** What you are asked to do **
Transcribe, word for word and without additions, each line below from the one containing "Target: sandstone formation" through the one containing "Can you find the passenger", both ends included.

[Data records]

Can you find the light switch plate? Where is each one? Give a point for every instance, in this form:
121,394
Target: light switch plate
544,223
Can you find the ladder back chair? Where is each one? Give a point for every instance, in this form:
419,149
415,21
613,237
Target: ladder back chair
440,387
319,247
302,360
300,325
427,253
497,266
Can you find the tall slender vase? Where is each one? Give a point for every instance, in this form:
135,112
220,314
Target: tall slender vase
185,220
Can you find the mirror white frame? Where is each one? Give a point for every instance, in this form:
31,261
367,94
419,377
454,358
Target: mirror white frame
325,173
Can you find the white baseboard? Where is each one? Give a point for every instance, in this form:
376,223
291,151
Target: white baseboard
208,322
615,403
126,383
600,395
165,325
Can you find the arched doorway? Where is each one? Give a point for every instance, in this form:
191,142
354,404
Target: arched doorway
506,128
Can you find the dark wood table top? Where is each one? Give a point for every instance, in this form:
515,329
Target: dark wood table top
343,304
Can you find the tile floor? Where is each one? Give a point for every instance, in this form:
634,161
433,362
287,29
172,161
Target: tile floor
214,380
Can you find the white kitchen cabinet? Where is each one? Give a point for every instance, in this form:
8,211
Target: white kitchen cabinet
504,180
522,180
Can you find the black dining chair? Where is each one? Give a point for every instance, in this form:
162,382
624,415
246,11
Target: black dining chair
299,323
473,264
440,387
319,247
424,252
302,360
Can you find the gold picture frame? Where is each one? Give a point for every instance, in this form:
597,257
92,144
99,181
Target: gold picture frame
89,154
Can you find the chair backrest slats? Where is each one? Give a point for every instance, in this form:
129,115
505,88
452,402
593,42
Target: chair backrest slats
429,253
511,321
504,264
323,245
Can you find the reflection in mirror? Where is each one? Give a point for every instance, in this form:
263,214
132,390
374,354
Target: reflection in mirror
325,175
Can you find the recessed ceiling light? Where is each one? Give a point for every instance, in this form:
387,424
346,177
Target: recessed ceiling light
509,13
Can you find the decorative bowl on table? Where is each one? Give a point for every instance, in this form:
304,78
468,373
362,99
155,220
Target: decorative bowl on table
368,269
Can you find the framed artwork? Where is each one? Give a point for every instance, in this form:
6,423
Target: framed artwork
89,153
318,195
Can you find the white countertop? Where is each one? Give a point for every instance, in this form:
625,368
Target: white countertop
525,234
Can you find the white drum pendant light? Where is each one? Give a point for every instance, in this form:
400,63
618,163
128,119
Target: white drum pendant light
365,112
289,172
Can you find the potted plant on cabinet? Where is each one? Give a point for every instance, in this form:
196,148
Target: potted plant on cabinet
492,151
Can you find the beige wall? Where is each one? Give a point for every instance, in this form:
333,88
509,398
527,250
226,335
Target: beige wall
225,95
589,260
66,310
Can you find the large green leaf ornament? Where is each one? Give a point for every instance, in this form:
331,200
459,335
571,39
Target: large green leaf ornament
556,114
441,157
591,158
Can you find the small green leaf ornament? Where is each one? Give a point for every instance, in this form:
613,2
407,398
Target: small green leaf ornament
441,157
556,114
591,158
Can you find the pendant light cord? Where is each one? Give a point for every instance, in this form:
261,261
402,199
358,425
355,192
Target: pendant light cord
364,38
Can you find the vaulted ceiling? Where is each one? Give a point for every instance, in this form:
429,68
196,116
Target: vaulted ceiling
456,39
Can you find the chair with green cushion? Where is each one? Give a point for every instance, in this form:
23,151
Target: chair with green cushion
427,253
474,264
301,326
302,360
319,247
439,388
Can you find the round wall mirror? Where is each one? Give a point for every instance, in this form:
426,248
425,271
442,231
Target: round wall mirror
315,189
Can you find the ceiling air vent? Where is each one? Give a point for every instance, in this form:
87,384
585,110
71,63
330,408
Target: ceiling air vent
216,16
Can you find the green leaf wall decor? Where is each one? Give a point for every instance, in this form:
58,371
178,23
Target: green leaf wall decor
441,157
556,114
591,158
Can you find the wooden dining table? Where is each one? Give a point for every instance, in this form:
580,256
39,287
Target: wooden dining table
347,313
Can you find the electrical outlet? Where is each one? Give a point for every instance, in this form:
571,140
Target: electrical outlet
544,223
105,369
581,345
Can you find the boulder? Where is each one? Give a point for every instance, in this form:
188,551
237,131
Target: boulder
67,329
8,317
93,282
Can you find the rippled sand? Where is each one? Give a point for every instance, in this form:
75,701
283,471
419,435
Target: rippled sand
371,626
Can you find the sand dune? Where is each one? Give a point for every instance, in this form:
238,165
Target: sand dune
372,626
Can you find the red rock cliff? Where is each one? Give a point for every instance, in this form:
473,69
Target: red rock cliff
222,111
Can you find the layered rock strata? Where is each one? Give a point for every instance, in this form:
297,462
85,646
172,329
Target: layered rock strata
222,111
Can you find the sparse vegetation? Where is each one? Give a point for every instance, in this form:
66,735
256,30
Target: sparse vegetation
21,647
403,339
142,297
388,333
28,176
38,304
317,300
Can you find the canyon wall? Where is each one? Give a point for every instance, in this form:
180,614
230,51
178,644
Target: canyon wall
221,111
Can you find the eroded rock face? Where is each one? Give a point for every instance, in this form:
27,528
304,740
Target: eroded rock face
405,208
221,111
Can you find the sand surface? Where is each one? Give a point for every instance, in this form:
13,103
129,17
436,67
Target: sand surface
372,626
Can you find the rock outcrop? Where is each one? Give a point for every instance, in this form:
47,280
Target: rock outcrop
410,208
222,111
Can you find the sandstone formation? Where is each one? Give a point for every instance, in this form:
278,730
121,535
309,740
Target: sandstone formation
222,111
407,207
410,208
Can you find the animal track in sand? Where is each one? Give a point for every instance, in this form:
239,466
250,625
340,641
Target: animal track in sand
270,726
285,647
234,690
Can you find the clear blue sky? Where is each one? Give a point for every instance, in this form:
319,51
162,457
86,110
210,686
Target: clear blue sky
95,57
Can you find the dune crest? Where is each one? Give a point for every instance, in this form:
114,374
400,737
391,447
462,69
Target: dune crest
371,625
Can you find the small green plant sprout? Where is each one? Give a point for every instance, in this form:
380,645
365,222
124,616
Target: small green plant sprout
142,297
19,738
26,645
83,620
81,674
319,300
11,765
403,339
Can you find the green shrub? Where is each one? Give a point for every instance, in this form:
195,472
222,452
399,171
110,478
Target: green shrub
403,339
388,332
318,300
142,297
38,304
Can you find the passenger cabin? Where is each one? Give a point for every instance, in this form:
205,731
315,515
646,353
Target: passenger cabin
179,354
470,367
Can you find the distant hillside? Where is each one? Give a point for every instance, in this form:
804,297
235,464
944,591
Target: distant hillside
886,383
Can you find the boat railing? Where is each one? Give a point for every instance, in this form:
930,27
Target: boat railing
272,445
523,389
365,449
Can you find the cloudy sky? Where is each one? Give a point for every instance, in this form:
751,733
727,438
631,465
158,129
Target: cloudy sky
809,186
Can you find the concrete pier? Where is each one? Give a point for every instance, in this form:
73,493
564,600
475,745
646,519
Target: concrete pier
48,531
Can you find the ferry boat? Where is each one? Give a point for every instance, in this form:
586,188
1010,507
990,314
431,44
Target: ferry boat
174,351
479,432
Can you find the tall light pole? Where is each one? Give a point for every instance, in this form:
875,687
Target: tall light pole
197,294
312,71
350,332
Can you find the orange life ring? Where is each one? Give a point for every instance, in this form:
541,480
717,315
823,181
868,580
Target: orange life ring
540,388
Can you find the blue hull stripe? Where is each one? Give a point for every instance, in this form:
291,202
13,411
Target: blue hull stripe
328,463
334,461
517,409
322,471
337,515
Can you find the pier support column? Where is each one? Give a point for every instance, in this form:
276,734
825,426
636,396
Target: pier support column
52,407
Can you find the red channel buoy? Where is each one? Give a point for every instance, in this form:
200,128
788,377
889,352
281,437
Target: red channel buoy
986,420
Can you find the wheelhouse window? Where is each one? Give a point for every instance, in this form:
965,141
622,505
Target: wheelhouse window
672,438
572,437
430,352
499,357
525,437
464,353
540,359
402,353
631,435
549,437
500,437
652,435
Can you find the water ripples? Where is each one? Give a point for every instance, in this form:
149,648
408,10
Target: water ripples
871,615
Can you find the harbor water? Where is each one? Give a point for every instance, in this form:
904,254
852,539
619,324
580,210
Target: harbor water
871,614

** Expected answer **
Target: sandstone formation
222,111
407,207
410,208
Can you find the animal track in sand? Where is each one? Give a point for every instance, in this form:
239,466
250,625
340,641
Target: animal track in sand
270,726
285,647
234,690
Can you find the clear blue sky? Where is each one? Give a point for every instance, in this form:
319,51
162,457
86,110
210,686
Target: clear blue sky
95,57
Can you find the dune crest? Where is each one? Give a point for every instance, in this form:
114,374
400,737
391,447
462,69
Target: dune crest
371,625
Can you find the small green plant sprout? Where is each one? Give a point for every instance, in this form:
380,645
365,222
124,616
Target: small green plant sprout
142,297
19,738
26,645
83,620
81,674
319,300
11,765
403,339
Can you find the green shrub? Where is each one? Give a point for every instance, in this form:
195,472
222,452
399,171
110,478
Target: green shrub
403,339
388,332
318,300
142,297
38,304
Can you find the passenger cabin? Where is each one? Give a point for every instance, in this form:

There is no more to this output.